You often want to make a list into an anonymous arrayref. So you just do: [EXPR], where EXPR is the expression returning the list. But sometimes it can be quite complex: while I feel perfectly comfortable with chaining several functions in very long statements, as long as I indent adequatly of course, I would feel guilty putting a lonely open square paren at one pont and a lonely closing one say, three lines later.

For example in the last example of a recent post of mine I had two subs returning a list, and then compared them by taking two anonymous arrayrefs. (Via Test::More's is_deeply.) But if for any reason I wanted them to return arrayrefs directly, I would rewrite them as:

sub dargv { local *ARGV; @ARGV = @_; [<>]; } sub dopen { my @t = map { open my $fh, '<', $_ or warn "Can't open `$_': $!\n"; <$fh>; } @_; \@t; }

respectively. Not so bad, certainly. And somebody would argue that the latter is clearer because it's "more explicit." Yet it somehow bothers me to have to assign to a temporary variable only to take a reference to it, and sometimes I would like a prefix anonymous reference maker.

Of course, I may just roll my own helper sub:

sub mkaref { [@_] }

Thinking about, I may write similar subs for other kinds of refs:

# the most reasonable thing for this strange beast, IMHO sub mksref { @_ == 1 ? do { my $x=$_[0]; \$x } : "@_"; # users can play with (a localized) $" } sub mkhref { my %x; @x{@_}=(); \%x; } sub mkcref { my @x = @_; sub { @x }; # a closure }

But then this feels all so clumsy, and I'd like an idiomatic, buitin way to do the same. Granted: I'm not claiming that we really need such a thing, but anyway I'd like to know -for fun- which syntax you would think could be appropriate for such beasts.

Personally, since the referencing operator \ clearly speaks "reference" and the sigils unambiguously identify the kind of reference, I would use \$, \a, \% and \&, followed by... something... except that any symbol I can think of, even if separated by whitespace, would make for some special variable. So, end of story. But I'd like to hear your thoughts and ideas. (Except if you only want to say that we don't really need this, because I know!)

▸ Entries provided:
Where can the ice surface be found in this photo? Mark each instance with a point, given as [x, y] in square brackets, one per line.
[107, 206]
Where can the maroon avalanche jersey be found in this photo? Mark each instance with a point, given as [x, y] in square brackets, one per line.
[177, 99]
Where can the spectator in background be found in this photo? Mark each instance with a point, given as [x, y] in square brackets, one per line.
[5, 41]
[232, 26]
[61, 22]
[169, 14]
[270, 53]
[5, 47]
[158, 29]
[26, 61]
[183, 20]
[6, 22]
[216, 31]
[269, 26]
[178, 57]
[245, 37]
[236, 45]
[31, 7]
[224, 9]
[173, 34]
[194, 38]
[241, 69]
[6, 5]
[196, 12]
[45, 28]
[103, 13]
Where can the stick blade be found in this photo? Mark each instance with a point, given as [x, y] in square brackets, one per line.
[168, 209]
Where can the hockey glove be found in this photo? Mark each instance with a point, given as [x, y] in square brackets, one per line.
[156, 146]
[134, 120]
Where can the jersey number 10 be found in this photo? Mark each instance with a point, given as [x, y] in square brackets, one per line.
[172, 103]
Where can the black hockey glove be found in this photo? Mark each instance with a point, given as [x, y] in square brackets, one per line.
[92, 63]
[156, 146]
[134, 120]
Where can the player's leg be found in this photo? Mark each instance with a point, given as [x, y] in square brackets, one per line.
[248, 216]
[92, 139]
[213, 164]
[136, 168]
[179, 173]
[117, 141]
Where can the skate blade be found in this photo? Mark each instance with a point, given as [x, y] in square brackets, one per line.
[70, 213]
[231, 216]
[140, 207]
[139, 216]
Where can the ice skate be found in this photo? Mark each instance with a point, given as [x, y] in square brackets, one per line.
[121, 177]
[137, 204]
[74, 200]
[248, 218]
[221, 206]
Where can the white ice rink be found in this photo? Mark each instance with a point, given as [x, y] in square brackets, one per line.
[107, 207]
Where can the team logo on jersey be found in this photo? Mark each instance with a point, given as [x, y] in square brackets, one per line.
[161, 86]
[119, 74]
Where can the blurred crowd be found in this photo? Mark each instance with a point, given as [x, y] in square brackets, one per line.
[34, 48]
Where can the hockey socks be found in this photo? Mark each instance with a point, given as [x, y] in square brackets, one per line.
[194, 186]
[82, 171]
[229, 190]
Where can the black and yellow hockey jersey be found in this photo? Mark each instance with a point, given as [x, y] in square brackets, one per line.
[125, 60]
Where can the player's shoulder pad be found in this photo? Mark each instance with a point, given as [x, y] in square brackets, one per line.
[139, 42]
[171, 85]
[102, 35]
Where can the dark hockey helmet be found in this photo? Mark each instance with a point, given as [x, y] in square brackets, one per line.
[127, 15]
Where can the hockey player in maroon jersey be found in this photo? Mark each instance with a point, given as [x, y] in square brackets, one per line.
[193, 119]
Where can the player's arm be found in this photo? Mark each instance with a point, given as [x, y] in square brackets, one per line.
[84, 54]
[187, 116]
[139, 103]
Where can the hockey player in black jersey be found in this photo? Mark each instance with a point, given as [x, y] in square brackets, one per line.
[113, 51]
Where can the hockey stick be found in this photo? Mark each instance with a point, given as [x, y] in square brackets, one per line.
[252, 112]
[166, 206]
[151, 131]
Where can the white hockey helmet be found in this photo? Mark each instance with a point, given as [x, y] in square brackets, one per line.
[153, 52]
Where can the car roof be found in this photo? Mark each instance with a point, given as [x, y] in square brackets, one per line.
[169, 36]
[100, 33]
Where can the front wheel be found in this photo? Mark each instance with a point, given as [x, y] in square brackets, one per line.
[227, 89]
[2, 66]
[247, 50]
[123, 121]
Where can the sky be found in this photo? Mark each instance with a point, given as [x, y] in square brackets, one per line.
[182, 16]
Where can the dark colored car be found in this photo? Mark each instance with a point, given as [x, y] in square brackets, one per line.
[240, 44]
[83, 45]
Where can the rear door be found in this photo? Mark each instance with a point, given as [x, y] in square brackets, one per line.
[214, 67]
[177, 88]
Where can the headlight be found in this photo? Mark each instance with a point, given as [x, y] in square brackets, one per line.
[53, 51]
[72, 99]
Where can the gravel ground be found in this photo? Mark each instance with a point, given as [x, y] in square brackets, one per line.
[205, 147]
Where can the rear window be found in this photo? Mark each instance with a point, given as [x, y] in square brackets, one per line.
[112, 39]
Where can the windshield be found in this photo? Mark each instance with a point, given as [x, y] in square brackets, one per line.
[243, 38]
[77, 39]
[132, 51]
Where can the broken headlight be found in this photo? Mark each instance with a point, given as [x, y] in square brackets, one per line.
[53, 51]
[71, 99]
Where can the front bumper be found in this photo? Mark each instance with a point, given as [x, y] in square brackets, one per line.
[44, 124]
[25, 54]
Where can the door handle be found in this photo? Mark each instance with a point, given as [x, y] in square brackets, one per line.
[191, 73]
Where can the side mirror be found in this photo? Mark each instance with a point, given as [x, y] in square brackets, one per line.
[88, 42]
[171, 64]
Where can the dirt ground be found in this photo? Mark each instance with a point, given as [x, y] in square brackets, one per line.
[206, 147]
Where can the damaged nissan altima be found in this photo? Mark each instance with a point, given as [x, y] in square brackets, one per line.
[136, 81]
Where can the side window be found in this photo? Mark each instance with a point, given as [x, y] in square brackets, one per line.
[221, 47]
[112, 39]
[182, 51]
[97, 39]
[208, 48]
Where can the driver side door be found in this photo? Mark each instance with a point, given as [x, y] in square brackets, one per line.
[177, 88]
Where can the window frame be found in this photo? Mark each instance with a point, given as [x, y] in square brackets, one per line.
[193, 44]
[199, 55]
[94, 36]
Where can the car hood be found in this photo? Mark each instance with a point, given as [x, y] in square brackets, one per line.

▸ Your goal:
Answer these from the post on anonymous references in Perl:
1. Which Test::More function did the writer use to compare the two anonymous arrayrefs?
2. What name does the writer give the helper sub for making an array reference?
3. What does the comment in mkcref call the sub it returns?

▸ Solution for this exercise:
1. is_deeply
2. mkaref
3. A closure